▶ _Work to be completed_: Reproduce the listing below in its entirety. Change nothing.

** Begin Records provided **

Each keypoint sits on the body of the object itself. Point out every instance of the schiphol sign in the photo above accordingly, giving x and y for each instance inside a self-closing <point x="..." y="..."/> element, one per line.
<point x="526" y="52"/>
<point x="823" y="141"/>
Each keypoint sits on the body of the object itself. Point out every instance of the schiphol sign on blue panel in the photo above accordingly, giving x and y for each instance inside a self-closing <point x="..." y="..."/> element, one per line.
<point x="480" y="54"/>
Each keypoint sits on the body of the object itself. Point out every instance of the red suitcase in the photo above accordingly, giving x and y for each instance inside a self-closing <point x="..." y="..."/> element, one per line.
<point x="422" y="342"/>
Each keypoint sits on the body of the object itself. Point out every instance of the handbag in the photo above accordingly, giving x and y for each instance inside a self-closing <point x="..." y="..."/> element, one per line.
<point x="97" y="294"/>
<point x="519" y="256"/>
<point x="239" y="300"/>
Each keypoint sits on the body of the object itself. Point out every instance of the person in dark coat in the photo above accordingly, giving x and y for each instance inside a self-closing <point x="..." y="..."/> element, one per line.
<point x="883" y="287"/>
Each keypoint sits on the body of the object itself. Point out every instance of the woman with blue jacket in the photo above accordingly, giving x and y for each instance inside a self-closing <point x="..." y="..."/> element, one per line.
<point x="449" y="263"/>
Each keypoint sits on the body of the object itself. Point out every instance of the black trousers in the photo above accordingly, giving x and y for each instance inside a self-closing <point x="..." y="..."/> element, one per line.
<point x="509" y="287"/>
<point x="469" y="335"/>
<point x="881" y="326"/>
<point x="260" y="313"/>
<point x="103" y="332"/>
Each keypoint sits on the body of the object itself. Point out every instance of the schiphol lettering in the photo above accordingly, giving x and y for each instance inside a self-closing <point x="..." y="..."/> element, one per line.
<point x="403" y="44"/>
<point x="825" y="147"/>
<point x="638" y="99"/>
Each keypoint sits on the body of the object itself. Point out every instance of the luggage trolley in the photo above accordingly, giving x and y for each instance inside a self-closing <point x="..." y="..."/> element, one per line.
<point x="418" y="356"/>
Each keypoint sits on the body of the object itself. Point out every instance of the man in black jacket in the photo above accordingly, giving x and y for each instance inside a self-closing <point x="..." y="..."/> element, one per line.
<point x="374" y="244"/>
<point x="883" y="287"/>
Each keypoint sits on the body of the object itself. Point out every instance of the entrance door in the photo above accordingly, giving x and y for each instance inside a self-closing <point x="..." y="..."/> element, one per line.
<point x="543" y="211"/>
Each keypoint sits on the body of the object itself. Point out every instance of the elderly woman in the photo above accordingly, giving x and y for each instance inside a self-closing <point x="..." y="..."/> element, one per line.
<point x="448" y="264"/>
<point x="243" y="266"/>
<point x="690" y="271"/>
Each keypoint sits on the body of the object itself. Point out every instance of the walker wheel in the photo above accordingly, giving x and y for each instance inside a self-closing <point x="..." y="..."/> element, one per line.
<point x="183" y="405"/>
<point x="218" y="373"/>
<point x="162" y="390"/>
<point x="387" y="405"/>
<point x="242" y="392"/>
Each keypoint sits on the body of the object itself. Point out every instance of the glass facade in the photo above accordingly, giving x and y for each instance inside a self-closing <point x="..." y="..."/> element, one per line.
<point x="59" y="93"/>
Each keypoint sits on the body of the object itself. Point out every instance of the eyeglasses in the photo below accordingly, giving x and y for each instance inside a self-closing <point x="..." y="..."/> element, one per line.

** End Records provided **

▶ _Exercise response_:
Each keypoint sits on the body of the object itself. Point out every instance of the schiphol sign in the photo above accordingly, giving x and y for each instance inside a self-closing <point x="..." y="..."/> element, one per line.
<point x="526" y="52"/>
<point x="823" y="141"/>
Each keypoint sits on the body of the object itself. Point out every instance of the schiphol sign on blue panel in the photo above accordingly, giving x and y for each instance inside a self-closing <point x="..." y="..."/> element, one per line.
<point x="480" y="54"/>
Each keypoint sits on the body of the object itself. Point out every instance of the red suitcase in the photo above accordingly, giving x and y for each instance inside a self-closing <point x="..." y="..."/> element, one per line.
<point x="422" y="342"/>
Each keypoint sits on the body of the object itself. Point out every instance of the handbag in the photo above accordingly, giving x and y for each instance inside a self-closing <point x="..." y="..."/> element, one per line.
<point x="97" y="294"/>
<point x="519" y="256"/>
<point x="239" y="300"/>
Each keypoint sits on the body of the object itself. Point out every instance of the person in dark coat in the photo above accordingly, giving x and y for each instance inside a self-closing <point x="..." y="..."/> element, one per line.
<point x="883" y="287"/>
Each keypoint sits on the body of the object itself. Point out every instance of the woman with blue jacket in the photo above accordingly, giving x and y for each instance inside a self-closing <point x="..." y="..."/> element, one per line.
<point x="449" y="263"/>
Each keypoint sits on the body of the object itself. Point out every instance of the black trousers in the photo above accordingly, giving x and y for each instance inside a self-closing <point x="..." y="..."/> element, one per line.
<point x="509" y="287"/>
<point x="469" y="335"/>
<point x="881" y="326"/>
<point x="260" y="313"/>
<point x="103" y="332"/>
Each keypoint sits on the body of the object itself. Point out every instance of the schiphol lettering in the photo above accordingly, giving x and y for each instance inside a self-closing <point x="..." y="..."/> element, one per line.
<point x="403" y="44"/>
<point x="825" y="147"/>
<point x="638" y="99"/>
Each keypoint sits on the body of the object itself. Point out every instance of the luggage trolley in the photo above accordingly, giving x and y for each instance inside a self-closing <point x="..." y="..."/> element, one per line.
<point x="418" y="356"/>
Each keypoint sits on the body of the object itself. Point out every instance of the man in black jacket in the photo above accordingly, giving x and y for each instance inside a self-closing <point x="..." y="..."/> element, one per line.
<point x="374" y="244"/>
<point x="883" y="287"/>
Each keypoint sits on the body of the object itself. Point out every instance of the entrance door in the photo above accordingly, giving x and y for each instance inside a self-closing <point x="..." y="..."/> element, one per line.
<point x="543" y="211"/>
Each keypoint sits on the body of the object itself. Point out every instance of the elderly woman in the photo above accordingly, giving x and y for each instance inside a self-closing <point x="..." y="..."/> element, one per line.
<point x="448" y="264"/>
<point x="243" y="266"/>
<point x="690" y="271"/>
Each keypoint sits on the body of the object itself. Point out every instance of the walker wheel in the photo above accordingly, giving x and y for each instance inside a self-closing <point x="..." y="..."/> element, one per line.
<point x="183" y="405"/>
<point x="218" y="373"/>
<point x="162" y="390"/>
<point x="387" y="405"/>
<point x="242" y="392"/>
Each keypoint sits on the body of the object itself. Point out every instance of the glass facade in the photo above accordingly, giving x and y for each instance inside a self-closing <point x="..." y="..."/> element, one per line.
<point x="59" y="93"/>
Each keypoint sits on the body of the object itself. Point out every instance of the eyeglasses in the photo below accordingly, giving x and y for each instance inside a self-closing <point x="..." y="..."/> element, one per line.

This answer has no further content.